(Beginning of DATA RECORDS)

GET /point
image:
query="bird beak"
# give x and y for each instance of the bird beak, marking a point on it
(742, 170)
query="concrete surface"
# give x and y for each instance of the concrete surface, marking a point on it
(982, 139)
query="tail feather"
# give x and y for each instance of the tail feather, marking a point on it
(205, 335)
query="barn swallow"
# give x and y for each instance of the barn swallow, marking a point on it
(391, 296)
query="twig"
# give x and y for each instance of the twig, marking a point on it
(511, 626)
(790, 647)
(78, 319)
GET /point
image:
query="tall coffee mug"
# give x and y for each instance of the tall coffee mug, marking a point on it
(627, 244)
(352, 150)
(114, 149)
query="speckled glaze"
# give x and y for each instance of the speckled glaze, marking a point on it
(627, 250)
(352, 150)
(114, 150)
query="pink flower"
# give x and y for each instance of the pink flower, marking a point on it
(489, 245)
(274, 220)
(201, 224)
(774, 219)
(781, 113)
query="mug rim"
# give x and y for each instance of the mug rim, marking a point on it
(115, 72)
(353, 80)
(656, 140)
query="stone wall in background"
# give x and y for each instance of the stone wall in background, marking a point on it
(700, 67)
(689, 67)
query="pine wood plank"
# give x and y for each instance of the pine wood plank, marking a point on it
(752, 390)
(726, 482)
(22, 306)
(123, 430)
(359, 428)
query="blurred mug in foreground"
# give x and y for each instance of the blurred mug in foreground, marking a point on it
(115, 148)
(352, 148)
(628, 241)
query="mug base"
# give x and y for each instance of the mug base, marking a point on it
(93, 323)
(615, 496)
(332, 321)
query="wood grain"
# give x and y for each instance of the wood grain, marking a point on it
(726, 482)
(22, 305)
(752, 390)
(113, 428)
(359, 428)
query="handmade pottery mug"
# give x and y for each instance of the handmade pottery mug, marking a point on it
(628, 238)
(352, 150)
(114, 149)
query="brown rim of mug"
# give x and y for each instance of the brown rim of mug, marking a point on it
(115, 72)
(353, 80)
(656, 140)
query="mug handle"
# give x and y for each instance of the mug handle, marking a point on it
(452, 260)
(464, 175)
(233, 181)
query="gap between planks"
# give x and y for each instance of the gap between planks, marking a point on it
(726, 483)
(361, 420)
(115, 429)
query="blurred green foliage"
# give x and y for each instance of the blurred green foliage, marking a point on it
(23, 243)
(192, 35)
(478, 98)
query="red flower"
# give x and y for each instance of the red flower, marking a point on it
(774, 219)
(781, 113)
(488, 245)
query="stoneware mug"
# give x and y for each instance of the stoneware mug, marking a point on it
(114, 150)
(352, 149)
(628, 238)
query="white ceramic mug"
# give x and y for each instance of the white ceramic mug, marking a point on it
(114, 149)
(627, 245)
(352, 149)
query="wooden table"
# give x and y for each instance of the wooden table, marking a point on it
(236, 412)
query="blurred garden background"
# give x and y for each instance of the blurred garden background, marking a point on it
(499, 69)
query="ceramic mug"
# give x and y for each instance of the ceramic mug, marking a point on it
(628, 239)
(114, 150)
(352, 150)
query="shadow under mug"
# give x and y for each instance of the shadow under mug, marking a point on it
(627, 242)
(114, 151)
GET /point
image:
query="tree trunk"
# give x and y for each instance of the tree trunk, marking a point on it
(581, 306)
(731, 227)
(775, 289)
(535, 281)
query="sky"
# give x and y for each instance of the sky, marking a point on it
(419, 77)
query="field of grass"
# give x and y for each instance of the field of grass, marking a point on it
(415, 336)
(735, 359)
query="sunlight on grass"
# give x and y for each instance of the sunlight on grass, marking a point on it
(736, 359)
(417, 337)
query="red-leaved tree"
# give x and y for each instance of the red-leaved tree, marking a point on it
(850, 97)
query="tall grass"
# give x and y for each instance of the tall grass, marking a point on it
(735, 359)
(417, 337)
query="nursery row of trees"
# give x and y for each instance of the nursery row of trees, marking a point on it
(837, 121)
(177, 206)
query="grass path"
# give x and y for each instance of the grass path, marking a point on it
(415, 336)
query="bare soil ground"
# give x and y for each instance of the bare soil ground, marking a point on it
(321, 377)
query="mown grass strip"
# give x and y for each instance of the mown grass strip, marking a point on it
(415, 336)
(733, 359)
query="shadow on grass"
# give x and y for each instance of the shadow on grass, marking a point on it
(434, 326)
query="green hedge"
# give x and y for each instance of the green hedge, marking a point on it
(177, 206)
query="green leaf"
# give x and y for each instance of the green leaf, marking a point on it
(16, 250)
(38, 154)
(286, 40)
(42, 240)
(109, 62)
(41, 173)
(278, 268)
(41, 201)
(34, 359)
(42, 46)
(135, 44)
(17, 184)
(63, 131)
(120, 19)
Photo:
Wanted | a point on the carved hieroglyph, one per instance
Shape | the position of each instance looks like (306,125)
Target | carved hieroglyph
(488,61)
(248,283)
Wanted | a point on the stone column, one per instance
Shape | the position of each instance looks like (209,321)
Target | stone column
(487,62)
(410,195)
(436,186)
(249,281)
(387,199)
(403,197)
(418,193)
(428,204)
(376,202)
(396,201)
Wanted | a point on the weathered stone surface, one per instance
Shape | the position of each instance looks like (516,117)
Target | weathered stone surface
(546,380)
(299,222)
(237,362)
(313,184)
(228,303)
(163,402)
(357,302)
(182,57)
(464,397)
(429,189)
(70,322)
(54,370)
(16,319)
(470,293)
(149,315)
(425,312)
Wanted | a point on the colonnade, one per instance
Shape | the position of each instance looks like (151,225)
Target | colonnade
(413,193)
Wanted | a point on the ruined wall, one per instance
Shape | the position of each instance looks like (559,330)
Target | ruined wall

(End of DATA RECORDS)

▶ HOW TO COMPLETE THIS TASK: Filter the entries above down to the lines containing the word "Shape".

▶ RESULT FOR THIS EXERCISE:
Shape | the position of each instance looks like (306,125)
Shape | the position of each instance looks like (209,321)
Shape | the position of each instance looks like (516,117)
Shape | the position of each instance looks like (151,225)
Shape | the position of each instance looks like (559,330)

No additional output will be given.